Segment Start: EXCERPT PROVIDED

When I was an expat in Japan, I enjoyed going to talks at various expat clubs. It made me feel more in touch with thinkers and trends from my former world.

Sometimes, however, this “old reality” dose can highlight just how displaced you are.

Nancy Lewis, who teaches English in Shanghai, furnishes a brilliant example of this in a March 9 post on her blog, Wandering Solo, about a book talk hosted by Shanghai Dolls Book Club. The speaker was Emma Donoghue, an Irish writer who lives in Canada. Her most recent novel, Room, was shortlisted for last year’s Man Booker Prize. It tells the story of a woman who is trapped in a close, sustained relationship with her captor-rapist from the point of view of the five-year-old child, Jack, who is the offspring of their union. Jack has lived in the 11-by-11-foot room of the title with his mother since the day he was born.

Donoghue acknowledges that she was inspired to write the book by the Elisabeth Fritzle case.

Lewis enjoyed Donoghue’s talk so much — she found her “warm and engaging, with a great sense of humor” — that she went home and downloaded the book on her Kindle, spending the rest of the evening engrossed in the story.

Segment End: EXCERPT PROVIDED

§ **ACTIVITY LIST**
a: In the excerpt about the Shanghai book talk, which case does Emma Donoghue say inspired her to write Room?
b: Write what comes next in the excerpt about the Shanghai book talk, picking up after its final sentence.

Segment Start: PROVIDED DATA

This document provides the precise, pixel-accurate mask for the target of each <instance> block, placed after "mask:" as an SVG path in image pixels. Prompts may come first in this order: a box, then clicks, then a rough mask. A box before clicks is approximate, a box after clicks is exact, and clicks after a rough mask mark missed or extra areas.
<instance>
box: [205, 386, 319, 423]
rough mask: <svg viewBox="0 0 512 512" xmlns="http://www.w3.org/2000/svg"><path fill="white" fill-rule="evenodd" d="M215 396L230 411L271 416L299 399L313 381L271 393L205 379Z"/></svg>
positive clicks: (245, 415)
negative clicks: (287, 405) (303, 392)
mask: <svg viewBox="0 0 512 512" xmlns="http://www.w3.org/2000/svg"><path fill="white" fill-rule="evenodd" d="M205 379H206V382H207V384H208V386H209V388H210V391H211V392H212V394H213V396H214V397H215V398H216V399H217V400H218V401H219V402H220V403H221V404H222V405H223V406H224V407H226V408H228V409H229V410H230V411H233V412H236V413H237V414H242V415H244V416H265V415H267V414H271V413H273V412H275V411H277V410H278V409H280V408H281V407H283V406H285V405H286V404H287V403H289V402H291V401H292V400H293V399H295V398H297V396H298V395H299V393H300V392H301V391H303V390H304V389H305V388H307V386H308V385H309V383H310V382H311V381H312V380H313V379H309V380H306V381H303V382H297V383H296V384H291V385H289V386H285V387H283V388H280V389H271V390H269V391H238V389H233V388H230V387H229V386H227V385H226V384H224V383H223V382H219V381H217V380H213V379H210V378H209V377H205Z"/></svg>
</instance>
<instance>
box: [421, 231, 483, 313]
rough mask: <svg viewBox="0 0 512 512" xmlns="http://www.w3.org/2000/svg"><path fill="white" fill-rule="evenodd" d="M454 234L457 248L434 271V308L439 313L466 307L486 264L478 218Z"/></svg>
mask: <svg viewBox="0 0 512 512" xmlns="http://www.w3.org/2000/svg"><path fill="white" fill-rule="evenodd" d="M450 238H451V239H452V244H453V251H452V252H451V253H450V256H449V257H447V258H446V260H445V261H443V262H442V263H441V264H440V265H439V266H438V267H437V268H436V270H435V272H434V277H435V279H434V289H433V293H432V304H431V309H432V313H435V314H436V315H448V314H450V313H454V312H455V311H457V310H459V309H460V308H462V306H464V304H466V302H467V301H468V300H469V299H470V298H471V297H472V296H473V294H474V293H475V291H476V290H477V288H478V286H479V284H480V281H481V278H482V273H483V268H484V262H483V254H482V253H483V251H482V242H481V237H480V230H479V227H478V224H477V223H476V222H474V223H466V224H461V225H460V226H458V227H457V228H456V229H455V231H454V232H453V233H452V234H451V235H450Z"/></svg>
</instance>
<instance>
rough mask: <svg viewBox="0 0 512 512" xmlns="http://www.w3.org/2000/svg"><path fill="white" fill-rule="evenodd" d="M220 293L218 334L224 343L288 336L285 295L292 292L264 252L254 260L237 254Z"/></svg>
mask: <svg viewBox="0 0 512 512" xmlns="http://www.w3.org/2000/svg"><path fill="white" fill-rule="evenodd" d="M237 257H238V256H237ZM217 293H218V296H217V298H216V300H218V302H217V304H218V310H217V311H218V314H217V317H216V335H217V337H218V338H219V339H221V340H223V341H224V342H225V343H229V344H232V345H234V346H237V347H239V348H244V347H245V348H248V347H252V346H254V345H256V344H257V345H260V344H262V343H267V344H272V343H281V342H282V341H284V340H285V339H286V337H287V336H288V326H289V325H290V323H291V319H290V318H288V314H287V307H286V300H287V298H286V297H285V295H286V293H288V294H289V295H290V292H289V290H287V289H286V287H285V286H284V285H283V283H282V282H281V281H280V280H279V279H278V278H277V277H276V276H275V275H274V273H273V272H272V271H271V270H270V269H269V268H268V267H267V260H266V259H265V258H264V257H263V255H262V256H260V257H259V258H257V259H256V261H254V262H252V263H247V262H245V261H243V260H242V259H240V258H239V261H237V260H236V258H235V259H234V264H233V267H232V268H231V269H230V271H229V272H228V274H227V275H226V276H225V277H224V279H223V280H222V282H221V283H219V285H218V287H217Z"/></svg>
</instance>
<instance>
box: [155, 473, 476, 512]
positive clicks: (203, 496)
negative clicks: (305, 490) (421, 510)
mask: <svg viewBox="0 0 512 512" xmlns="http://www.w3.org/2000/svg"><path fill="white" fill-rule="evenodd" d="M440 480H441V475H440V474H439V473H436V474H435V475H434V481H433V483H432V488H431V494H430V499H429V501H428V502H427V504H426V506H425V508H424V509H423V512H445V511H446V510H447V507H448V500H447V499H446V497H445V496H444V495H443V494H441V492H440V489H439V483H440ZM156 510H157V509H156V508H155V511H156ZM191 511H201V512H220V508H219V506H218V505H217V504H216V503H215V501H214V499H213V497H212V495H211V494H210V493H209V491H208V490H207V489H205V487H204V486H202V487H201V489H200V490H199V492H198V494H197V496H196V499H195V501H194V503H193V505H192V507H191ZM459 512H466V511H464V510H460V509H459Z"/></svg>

Segment End: PROVIDED DATA

§ **RESULTS OF THE TASKS**
a: The Elisabeth Fritzle case.

b:
What’s more, Lewis concluded that the boy’s view — he sees everything inside the Room as real, and everything outside as TV, fantasy — has something in common with how she views her own life in Shanghai:

When I’m at home, I’m alone in my 10-foot by 10-foot bedroom, reading or studying or chatting with friends on Skype. When I’m at work, I’m surrounded by Westerners – people like me. (Since we’re writing English language learning materials, we’re all native speakers of English.)

My contact with Chinese life is short & intermittent – the morning commute on the subway, a 10-second conversation with a shop keeper, giving directions to the taxi driver. …

Every once in a while, I have to remind myself that I live in China. China! CHINA?! How did that happen? It’s not an altogether real part of my life. My job is real, my room is real, my Western friends are real. But China? China is just TV. Fantasy.